> **Given records**:

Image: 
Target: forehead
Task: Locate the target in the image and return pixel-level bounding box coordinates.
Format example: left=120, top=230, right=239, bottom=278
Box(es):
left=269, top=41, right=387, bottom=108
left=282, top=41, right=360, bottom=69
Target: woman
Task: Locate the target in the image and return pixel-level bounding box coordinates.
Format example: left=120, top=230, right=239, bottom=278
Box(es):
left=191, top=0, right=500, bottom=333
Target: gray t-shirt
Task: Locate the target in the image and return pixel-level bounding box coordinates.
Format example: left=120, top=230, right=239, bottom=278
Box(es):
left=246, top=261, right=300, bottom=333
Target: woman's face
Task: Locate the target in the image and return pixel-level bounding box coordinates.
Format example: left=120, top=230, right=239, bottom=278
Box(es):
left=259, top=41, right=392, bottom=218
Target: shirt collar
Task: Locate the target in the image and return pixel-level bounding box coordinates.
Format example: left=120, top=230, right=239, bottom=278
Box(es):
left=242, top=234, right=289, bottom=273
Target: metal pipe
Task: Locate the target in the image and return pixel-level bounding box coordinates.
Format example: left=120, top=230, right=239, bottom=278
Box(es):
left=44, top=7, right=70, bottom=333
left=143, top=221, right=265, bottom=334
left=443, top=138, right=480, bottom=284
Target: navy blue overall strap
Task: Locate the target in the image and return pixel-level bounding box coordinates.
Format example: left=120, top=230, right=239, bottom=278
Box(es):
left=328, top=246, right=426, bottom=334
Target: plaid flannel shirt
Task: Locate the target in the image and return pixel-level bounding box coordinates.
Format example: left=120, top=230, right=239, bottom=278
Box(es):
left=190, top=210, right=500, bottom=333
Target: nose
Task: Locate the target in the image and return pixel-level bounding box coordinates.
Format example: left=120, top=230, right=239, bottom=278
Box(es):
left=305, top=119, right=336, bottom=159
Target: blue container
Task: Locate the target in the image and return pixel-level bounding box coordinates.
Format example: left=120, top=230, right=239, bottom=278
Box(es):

> **Problem details**: Repeat exactly, and only, the lines of the records above, starting with the line that contains "Target: plaid flannel shirt" and ending with the final line, both included.

> **Solution to this task**:
Target: plaid flannel shirt
Task: Locate the target in the image and return pixel-level bounding box coordinates.
Format example: left=120, top=230, right=239, bottom=278
Box(es):
left=190, top=210, right=500, bottom=333
Target: nose
Task: Locate the target in the image and return pixel-level bounding box coordinates.
Format example: left=120, top=230, right=239, bottom=278
Box(es):
left=305, top=119, right=336, bottom=159
Target: blue container
Task: Locate the target in the image and return pixel-level bounding box coordinates.
Format example: left=120, top=230, right=239, bottom=278
Box(es):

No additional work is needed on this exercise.